SUPPLIED TEXT ::
In April 1943, a Dutch police officer warned Harry and Alice Cooymans that the Germans had become suspicious of the girls and were planning to investigate their identity. Many years later, Alice told her foster daughters that the most difficult thing she had to do in her entire life was to tell van der Hoeden that his daughters had to move into another hiding place. The two sisters had to separate: Rachel was taken by her father, Jacob, to Dr. Siebe Numans, a veterinarian in Ede, Gelderland, who had just married Gerry Rutger, a former analyst in Jacob’s laboratory in the city of Utrecht. Lieneke was transferred to the home of Dr. Hein Kohly and his wife, Yvonne (Vonette), in the small village of Den Ham, Overijssel. The couple, which had no children of their own, received her warmly and took good care of her. Hein was the village doctor and was active in the underground where he also helped other Jewish fugitives. For the last six months of the war, the Kohlys also sheltered a non-Jewish man who was wanted by the Germans, and a Jewish couple, Professor and Mrs. Jordan.
Dr. van der Hoeden, who was hiding elsewhere, was able to keep in touch with his daughters. He wrote them letters, filled with love and hope, which he would decorate with funny drawings. He would then bind the illustrated letters to make little booklets. The letters were passed between the hiding places by the Dutch underground and helped to cheer up the hiding children and keep up their hopes for a day when the family would be reunited again.
For her 11th birthday, in May 1944, Dr. Van der Hoeden sent Lieneke a booklet containing an illustration of a baby in a carriage and the following lines: "And there was a mother and a father, and children and people came, and all marveled at the little girl they didn't know. Now this little baby is an 11-year-old girl with beautiful long braids and a good [school] report and wooden clogs."
The girls' brother, Baruch van der Hoeden hid with Aart and Wilhelmina (Mina) Roelofsen of Lunteren, Gelderland, from December 1943 until May 1945. His sister, Hanna van der Hoeden stayed with the Roelofsens for the last six months of the war. The Roelofsens were very active in the underground: they located safe houses for Jews, accompanied fugitives to their hiding places, forged identity and ration cards for their wards, smuggled weapons for the underground, rescued English and Australian pilots who were shot down during the Battle of Arnhem, and hid Jews in their own home. It was the Roelofsens who found a hiding place for Rachel van der Hoeden, when she had to be transferred once again to a safer place.
A month after the end of the war, Lieneke was reunited with her brother, sisters, and their father. It was only then that she learned her mother had died in hiding. The family immigrated to Israel.
On February 19, 1976, Yad Vashem recognized Dr. Hein Kohly and his wife, Marguerita Yvonne Kohly-Knus, as Righteous Among the Nations.
On February 5, 1985, Yad Vashem recognized Aart Roelofsen and his wife, Wilhelmina Roelofsen.
On July 31, 1995, Yad Vashem recognized Henry Jacques Marie Cooymans and his wife, Alice Hedwig Franciska Cooymans-Schöller, and Siebe Riksterus Numans and his wife, Gerry Numans-Rutger, as Righteous Among the Nations.

DATA UNDER STUDY ::

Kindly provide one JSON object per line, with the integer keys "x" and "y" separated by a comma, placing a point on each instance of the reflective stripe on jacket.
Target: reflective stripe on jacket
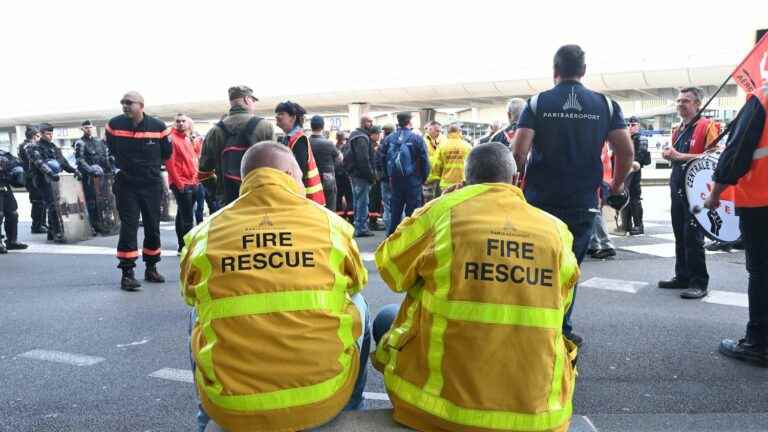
{"x": 449, "y": 160}
{"x": 271, "y": 277}
{"x": 312, "y": 182}
{"x": 752, "y": 188}
{"x": 478, "y": 343}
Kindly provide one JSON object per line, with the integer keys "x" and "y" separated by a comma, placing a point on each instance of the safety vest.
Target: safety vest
{"x": 752, "y": 188}
{"x": 704, "y": 133}
{"x": 478, "y": 342}
{"x": 432, "y": 145}
{"x": 448, "y": 163}
{"x": 270, "y": 277}
{"x": 312, "y": 181}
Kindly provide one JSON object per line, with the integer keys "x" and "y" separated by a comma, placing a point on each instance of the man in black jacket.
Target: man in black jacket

EXPLORE THE MATERIAL ::
**1.** Retype a passage from the account of the van der Hoeden children in hiding, beginning at the words "The girls' brother, Baruch" and stopping after the words "a safer place.".
**2.** In the account of the van der Hoeden children in hiding, how did Dr. van der Hoeden's letters travel between the hiding places?

EXPECTED OUTPUTS ::
**1.**
The girls' brother, Baruch van der Hoeden hid with Aart and Wilhelmina (Mina) Roelofsen of Lunteren, Gelderland, from December 1943 until May 1945. His sister, Hanna van der Hoeden stayed with the Roelofsens for the last six months of the war. The Roelofsens were very active in the underground: they located safe houses for Jews, accompanied fugitives to their hiding places, forged identity and ration cards for their wards, smuggled weapons for the underground, rescued English and Australian pilots who were shot down during the Battle of Arnhem, and hid Jews in their own home. It was the Roelofsens who found a hiding place for Rachel van der Hoeden, when she had to be transferred once again to a safer place.

**2.** The Dutch underground passed them between the hiding places.